"""

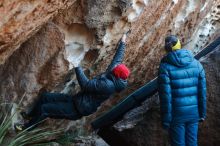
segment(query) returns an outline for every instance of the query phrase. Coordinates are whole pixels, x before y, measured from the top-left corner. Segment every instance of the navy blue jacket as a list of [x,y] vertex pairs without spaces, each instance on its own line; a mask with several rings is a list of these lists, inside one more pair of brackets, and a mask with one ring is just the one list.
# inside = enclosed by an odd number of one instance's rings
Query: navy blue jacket
[[81,92],[73,98],[76,108],[82,115],[87,116],[94,113],[103,101],[127,87],[126,80],[117,79],[112,74],[112,69],[122,62],[124,51],[125,44],[120,41],[117,52],[106,72],[91,80],[86,77],[81,67],[75,68]]
[[205,118],[205,71],[189,50],[172,51],[161,60],[158,84],[163,127]]

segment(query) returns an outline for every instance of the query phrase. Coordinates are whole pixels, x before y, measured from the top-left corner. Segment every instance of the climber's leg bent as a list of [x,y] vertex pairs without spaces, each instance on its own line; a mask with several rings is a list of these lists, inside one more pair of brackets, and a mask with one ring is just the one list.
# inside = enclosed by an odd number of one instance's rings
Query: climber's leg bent
[[72,97],[66,94],[61,93],[42,93],[39,100],[33,106],[33,108],[27,112],[27,116],[34,117],[40,115],[41,105],[47,103],[56,103],[56,102],[73,102]]
[[57,102],[57,103],[46,103],[41,105],[40,114],[33,117],[25,127],[28,128],[32,125],[36,127],[40,121],[49,118],[54,119],[69,119],[77,120],[82,117],[82,115],[77,111],[73,102]]

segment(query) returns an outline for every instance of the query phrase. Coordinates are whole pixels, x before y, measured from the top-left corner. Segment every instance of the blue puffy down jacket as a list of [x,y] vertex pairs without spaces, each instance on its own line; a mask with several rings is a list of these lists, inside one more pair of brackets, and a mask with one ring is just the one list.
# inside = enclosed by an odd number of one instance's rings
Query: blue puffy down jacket
[[189,50],[172,51],[161,60],[158,84],[163,127],[205,118],[205,71]]

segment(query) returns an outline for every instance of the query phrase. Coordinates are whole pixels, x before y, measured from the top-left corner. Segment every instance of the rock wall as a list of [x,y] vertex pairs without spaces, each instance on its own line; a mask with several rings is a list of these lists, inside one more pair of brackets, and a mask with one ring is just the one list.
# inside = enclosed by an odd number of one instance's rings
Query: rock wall
[[219,2],[3,0],[0,96],[18,102],[26,93],[22,103],[26,108],[41,90],[74,94],[78,88],[74,64],[80,63],[89,77],[101,73],[122,34],[131,29],[124,59],[132,71],[129,88],[105,102],[96,114],[76,122],[48,123],[86,135],[92,119],[156,76],[166,35],[177,34],[183,45],[195,52],[218,36]]
[[[201,58],[207,80],[207,118],[199,126],[199,146],[219,145],[219,55],[220,45],[211,54]],[[134,124],[135,123],[135,124]],[[159,97],[146,100],[141,107],[127,113],[115,126],[121,136],[133,146],[169,145],[168,133],[162,129]],[[132,137],[132,138],[127,138]]]

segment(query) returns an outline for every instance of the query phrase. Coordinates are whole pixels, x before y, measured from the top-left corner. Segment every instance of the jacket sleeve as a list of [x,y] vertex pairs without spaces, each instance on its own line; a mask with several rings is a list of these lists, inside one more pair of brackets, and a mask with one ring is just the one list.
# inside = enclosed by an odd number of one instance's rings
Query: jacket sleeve
[[76,72],[76,78],[78,80],[78,83],[79,83],[81,89],[84,90],[86,87],[86,84],[89,82],[89,79],[84,74],[84,71],[82,70],[81,67],[76,67],[75,72]]
[[206,77],[205,71],[200,64],[200,73],[198,80],[198,104],[199,104],[199,116],[200,118],[206,117]]
[[162,126],[168,128],[172,120],[172,94],[169,74],[164,64],[159,68],[158,86]]
[[108,66],[106,72],[110,72],[115,65],[120,64],[124,58],[124,52],[125,52],[125,43],[120,41],[117,47],[117,52],[115,53],[115,56],[113,57],[113,60],[111,64]]
[[101,81],[99,79],[89,80],[84,74],[81,67],[75,68],[76,77],[81,87],[81,90],[90,93],[110,94],[114,91],[112,82]]

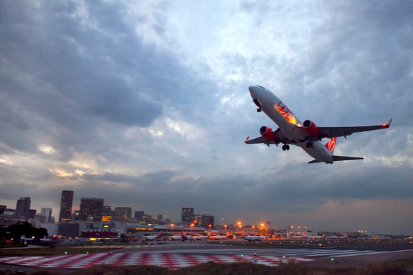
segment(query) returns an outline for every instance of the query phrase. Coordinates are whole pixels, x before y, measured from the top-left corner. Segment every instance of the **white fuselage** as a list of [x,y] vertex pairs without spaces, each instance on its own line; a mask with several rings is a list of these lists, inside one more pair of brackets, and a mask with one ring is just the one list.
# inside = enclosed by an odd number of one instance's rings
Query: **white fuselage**
[[248,89],[251,98],[257,100],[261,104],[262,111],[278,125],[279,131],[288,140],[295,141],[295,145],[301,147],[315,159],[332,164],[332,155],[319,140],[313,142],[313,147],[307,148],[306,139],[308,134],[297,127],[301,126],[301,122],[277,96],[261,86],[250,86]]

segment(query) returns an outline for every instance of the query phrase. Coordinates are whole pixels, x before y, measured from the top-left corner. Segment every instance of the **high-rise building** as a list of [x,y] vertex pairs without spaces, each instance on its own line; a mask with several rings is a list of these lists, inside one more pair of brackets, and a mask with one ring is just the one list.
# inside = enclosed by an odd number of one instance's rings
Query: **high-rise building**
[[45,215],[45,222],[50,222],[50,218],[52,217],[52,208],[42,207],[40,210],[40,214]]
[[102,214],[106,214],[110,213],[112,211],[112,208],[110,206],[104,206],[103,208],[102,208]]
[[162,214],[158,214],[158,222],[163,221],[163,215]]
[[191,223],[193,221],[193,208],[183,208],[182,212],[182,222]]
[[34,215],[36,212],[37,210],[36,209],[29,209],[29,212],[28,213],[28,219],[34,219]]
[[115,221],[125,220],[131,218],[132,208],[130,207],[115,207]]
[[142,219],[142,217],[145,215],[145,211],[135,211],[135,219]]
[[72,215],[73,206],[73,191],[63,190],[61,201],[61,212],[59,221],[69,221]]
[[17,200],[14,214],[16,216],[24,217],[24,218],[27,219],[28,218],[31,204],[32,201],[30,201],[30,197],[21,197]]
[[202,214],[201,215],[201,226],[208,228],[209,226],[213,228],[214,217],[212,215]]
[[101,219],[103,199],[82,198],[81,199],[80,221],[87,221],[87,217]]
[[0,206],[0,214],[4,214],[6,208],[7,208],[7,206]]

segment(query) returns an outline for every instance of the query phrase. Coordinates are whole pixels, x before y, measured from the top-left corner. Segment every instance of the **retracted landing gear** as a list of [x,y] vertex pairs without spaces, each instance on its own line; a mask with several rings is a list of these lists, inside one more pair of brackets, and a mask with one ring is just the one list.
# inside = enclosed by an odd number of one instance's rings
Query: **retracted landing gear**
[[313,143],[313,142],[307,142],[306,144],[306,147],[307,147],[307,148],[310,148],[310,147],[313,148],[314,147],[314,143]]

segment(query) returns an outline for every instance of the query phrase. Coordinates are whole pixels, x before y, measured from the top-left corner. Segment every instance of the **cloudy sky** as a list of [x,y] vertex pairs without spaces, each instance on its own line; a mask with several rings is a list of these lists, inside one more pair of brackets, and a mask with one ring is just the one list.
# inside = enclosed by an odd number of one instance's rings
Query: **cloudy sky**
[[[227,3],[228,2],[228,3]],[[63,190],[180,220],[413,234],[413,2],[1,1],[0,204]],[[308,164],[246,145],[248,87],[301,121],[392,127]]]

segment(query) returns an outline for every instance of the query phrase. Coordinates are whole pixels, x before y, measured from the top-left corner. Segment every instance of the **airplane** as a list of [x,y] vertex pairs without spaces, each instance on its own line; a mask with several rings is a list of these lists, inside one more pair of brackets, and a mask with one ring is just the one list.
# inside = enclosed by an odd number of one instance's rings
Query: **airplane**
[[208,232],[206,235],[200,235],[200,236],[194,236],[193,239],[196,241],[205,241],[209,239],[211,236],[211,230]]
[[[211,232],[211,231],[209,231]],[[213,240],[226,240],[228,239],[228,236],[229,236],[230,232],[229,230],[228,230],[228,232],[226,232],[226,234],[224,235],[215,235],[215,236],[211,236],[211,239],[213,239]]]
[[[338,137],[344,137],[353,133],[365,132],[373,130],[387,129],[390,126],[392,119],[389,123],[381,125],[357,126],[347,127],[319,127],[310,120],[301,122],[294,116],[287,106],[274,94],[262,86],[250,86],[248,90],[253,102],[257,105],[257,112],[264,111],[277,125],[278,129],[273,131],[266,126],[260,128],[261,137],[249,139],[246,138],[244,142],[247,144],[263,143],[268,147],[270,144],[282,143],[282,150],[290,150],[290,144],[301,147],[314,160],[310,164],[325,162],[332,164],[342,160],[363,160],[363,157],[343,157],[334,155],[336,140]],[[327,144],[321,143],[323,138],[329,138]]]
[[307,236],[308,239],[326,239],[326,233],[323,233],[323,234],[321,236],[319,236],[319,235],[310,235],[310,236]]
[[193,236],[192,236],[192,235],[187,235],[187,231],[185,231],[185,232],[184,233],[184,230],[182,230],[182,232],[181,234],[181,241],[195,241],[195,239],[193,238]]
[[296,240],[298,240],[298,239],[308,239],[308,237],[307,236],[307,232],[304,232],[302,234],[291,236],[290,237],[290,239],[295,239]]
[[241,228],[241,234],[242,234],[242,239],[248,241],[261,241],[262,240],[262,237],[261,236],[247,235],[244,232],[244,228]]
[[142,239],[143,241],[156,241],[158,239],[162,239],[162,231],[160,232],[160,233],[159,233],[159,234],[158,236],[143,236],[142,237]]

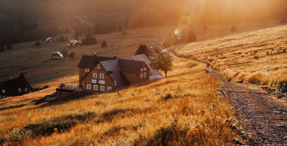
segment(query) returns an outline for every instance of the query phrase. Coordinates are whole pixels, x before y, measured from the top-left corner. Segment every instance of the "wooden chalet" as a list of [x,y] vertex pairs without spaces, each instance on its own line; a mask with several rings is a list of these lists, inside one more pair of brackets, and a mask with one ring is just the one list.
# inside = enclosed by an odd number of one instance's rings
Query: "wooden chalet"
[[52,59],[63,59],[64,56],[59,52],[52,52]]
[[51,44],[56,43],[56,41],[52,39],[52,38],[49,36],[44,40],[44,43],[47,44]]
[[150,62],[144,54],[120,59],[115,55],[97,56],[96,53],[83,55],[78,65],[79,80],[73,82],[73,82],[69,82],[69,85],[62,83],[58,84],[57,91],[67,89],[65,87],[88,92],[115,91],[117,87],[164,78],[150,67]]
[[82,41],[77,40],[70,40],[70,43],[67,45],[68,47],[79,47],[82,46]]
[[32,91],[32,87],[24,77],[18,76],[8,81],[0,83],[0,98],[20,96]]

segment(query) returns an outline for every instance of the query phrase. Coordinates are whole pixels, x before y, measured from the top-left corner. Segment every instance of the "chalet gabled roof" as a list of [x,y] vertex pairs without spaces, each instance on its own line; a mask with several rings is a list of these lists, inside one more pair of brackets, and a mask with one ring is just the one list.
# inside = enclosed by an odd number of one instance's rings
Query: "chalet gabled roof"
[[118,59],[113,59],[100,62],[106,72],[108,72],[108,71],[112,71],[114,72],[108,75],[113,80],[116,81],[117,85],[119,87],[131,84],[125,77],[121,72],[121,67],[119,65],[120,60]]
[[[136,55],[132,56],[122,58],[123,59],[135,60],[136,61],[144,61],[148,67],[150,69],[150,79],[161,79],[164,78],[164,77],[156,69],[153,69],[150,67],[149,64],[150,63],[150,61],[148,57],[146,57],[144,54],[141,54]],[[155,77],[152,77],[153,75],[156,75]]]
[[52,52],[52,54],[53,54],[53,56],[55,56],[55,55],[56,55],[56,54],[57,54],[59,56],[60,56],[60,57],[64,57],[64,56],[63,56],[63,55],[61,54],[61,53],[60,53],[60,52],[58,51],[57,52]]
[[27,83],[28,85],[32,89],[32,87],[26,79],[18,77],[16,79],[0,83],[0,89],[5,89],[6,90],[5,93],[13,93],[21,95],[20,93],[18,91],[18,88],[25,87]]
[[144,62],[140,61],[119,59],[119,65],[121,71],[137,73]]
[[96,61],[95,62],[94,61],[94,57],[92,56],[83,55],[77,67],[92,68],[99,62],[114,59],[114,58],[112,57],[97,56]]

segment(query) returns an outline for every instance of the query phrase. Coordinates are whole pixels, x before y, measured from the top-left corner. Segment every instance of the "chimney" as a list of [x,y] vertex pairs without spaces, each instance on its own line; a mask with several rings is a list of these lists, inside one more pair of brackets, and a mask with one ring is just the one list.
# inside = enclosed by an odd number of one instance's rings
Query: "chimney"
[[95,53],[94,54],[94,61],[95,62],[97,61],[97,53]]

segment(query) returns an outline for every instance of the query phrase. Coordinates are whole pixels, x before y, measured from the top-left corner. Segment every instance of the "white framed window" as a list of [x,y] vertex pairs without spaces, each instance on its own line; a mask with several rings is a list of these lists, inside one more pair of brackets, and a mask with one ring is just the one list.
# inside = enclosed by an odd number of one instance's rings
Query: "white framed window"
[[98,90],[98,85],[94,85],[94,90]]
[[94,78],[97,78],[97,76],[98,76],[98,74],[97,73],[94,73]]
[[105,86],[101,86],[101,91],[105,91]]
[[101,79],[104,79],[104,74],[102,73],[100,74],[100,78]]
[[91,89],[91,84],[87,84],[87,89],[89,89],[89,90]]

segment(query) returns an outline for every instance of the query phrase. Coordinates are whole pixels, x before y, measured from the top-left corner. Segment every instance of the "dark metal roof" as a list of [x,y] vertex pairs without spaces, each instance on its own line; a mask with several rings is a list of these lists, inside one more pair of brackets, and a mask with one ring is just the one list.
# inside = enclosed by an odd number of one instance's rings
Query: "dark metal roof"
[[119,59],[101,61],[100,62],[103,68],[107,72],[108,71],[112,71],[113,73],[108,75],[112,79],[115,81],[117,85],[119,87],[130,85],[129,81],[127,79],[125,76],[121,72],[120,66],[119,65]]
[[95,67],[99,62],[114,59],[113,58],[101,56],[97,56],[96,58],[96,61],[95,62],[94,61],[93,56],[83,55],[81,61],[78,65],[78,67],[92,68]]
[[121,71],[137,73],[144,62],[140,61],[119,59],[119,64]]
[[[160,73],[156,69],[153,69],[150,66],[149,64],[150,63],[150,60],[148,59],[148,57],[147,57],[146,56],[146,55],[144,54],[141,54],[140,55],[132,56],[127,57],[123,58],[122,59],[144,61],[146,63],[146,64],[147,66],[148,66],[148,67],[150,69],[150,76],[154,75],[161,75],[163,77],[164,77],[161,74],[160,74]],[[159,76],[158,76],[158,77],[159,77]],[[162,78],[163,78],[163,77]]]
[[116,59],[113,58],[97,56],[96,62],[94,61],[94,57],[93,56],[83,55],[78,67],[92,68],[99,63],[107,72],[108,71],[112,71],[115,73],[108,75],[113,80],[116,81],[119,87],[131,84],[122,72],[137,73],[144,63],[150,71],[150,80],[164,77],[157,70],[152,69],[149,65],[150,61],[144,54]]

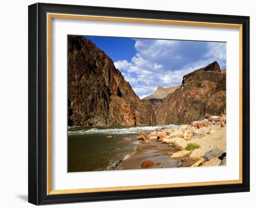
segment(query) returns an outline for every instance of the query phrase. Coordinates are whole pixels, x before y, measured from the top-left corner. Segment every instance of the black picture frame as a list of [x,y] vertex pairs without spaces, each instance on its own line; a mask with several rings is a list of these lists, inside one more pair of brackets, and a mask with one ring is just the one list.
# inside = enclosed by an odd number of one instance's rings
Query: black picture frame
[[[60,195],[47,193],[47,13],[243,25],[243,183]],[[249,17],[46,3],[28,6],[28,202],[35,205],[249,191]]]

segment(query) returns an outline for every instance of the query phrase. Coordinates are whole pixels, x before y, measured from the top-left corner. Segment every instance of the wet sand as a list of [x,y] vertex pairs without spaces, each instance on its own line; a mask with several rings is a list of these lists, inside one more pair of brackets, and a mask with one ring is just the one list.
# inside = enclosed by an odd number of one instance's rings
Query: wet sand
[[172,153],[178,151],[178,149],[168,144],[150,141],[148,143],[138,147],[135,153],[123,160],[117,168],[123,170],[141,169],[141,164],[147,160],[153,161],[155,164],[146,169],[181,167],[182,164],[180,160],[170,158]]

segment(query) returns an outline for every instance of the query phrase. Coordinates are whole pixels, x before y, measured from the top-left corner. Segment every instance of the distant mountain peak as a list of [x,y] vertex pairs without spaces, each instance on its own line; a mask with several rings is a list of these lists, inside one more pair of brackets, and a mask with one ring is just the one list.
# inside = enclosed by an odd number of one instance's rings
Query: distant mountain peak
[[156,90],[151,95],[147,96],[143,98],[143,100],[148,100],[149,99],[163,99],[168,95],[168,94],[173,92],[179,86],[167,87],[164,88],[162,85],[159,85],[156,88]]

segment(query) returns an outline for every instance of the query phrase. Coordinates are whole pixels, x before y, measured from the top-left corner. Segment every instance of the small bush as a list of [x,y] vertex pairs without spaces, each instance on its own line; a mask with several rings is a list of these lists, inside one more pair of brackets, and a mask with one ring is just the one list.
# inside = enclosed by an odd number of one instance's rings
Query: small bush
[[186,150],[188,151],[193,151],[193,150],[200,148],[200,145],[195,143],[189,143],[186,146]]

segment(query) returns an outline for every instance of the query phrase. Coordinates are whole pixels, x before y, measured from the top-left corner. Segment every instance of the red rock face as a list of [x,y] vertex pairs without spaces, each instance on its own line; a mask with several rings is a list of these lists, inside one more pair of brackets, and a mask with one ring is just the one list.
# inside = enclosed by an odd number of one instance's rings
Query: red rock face
[[68,38],[69,126],[154,125],[151,105],[141,100],[112,60],[90,40]]
[[158,124],[189,124],[226,111],[226,70],[214,62],[183,77],[156,112]]
[[179,87],[179,86],[175,86],[164,88],[162,86],[159,85],[157,87],[155,92],[142,98],[142,100],[147,100],[152,105],[153,110],[155,113],[159,106],[162,103],[163,99],[166,98],[168,94],[173,92]]

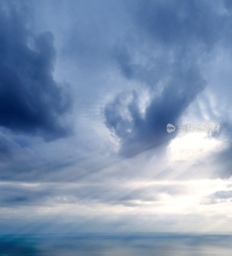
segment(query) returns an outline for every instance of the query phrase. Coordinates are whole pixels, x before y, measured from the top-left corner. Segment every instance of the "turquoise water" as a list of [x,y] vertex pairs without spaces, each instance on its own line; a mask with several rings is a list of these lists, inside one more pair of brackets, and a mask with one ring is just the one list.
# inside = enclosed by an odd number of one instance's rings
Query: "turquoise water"
[[0,236],[0,255],[231,256],[232,234],[88,234]]

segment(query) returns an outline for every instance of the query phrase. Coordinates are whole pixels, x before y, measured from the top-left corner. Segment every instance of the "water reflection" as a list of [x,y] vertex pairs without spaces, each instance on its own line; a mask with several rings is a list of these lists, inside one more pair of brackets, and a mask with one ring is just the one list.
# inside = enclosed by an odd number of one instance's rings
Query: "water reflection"
[[232,234],[133,233],[4,236],[8,256],[231,256]]

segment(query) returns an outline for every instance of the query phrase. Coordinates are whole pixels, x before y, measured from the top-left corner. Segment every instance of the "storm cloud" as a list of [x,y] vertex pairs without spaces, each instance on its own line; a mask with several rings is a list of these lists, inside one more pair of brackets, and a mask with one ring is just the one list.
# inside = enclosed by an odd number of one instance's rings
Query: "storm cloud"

"""

* _DIRECTIONS_:
Give everything in the listing from the line containing "of the **white" down through the line containing "Query: **white fuselage**" as a numbered list, with blank lines omitted.

* _EXERCISE RESULT_:
1. segment(query) returns an outline for every instance of the query phrase. Coordinates are whole pixels, x before y, measured from the top-left corner. Segment every instance of the **white fuselage** as a list of [x,y] vertex pairs without spaces, each instance on its own line; a mask with several rings is a list of these lists, inside one more pair of brackets, and a mask with one ring is just the one list.
2. # inside = enclosed by an odd number of one instance's rings
3. Query: **white fuselage**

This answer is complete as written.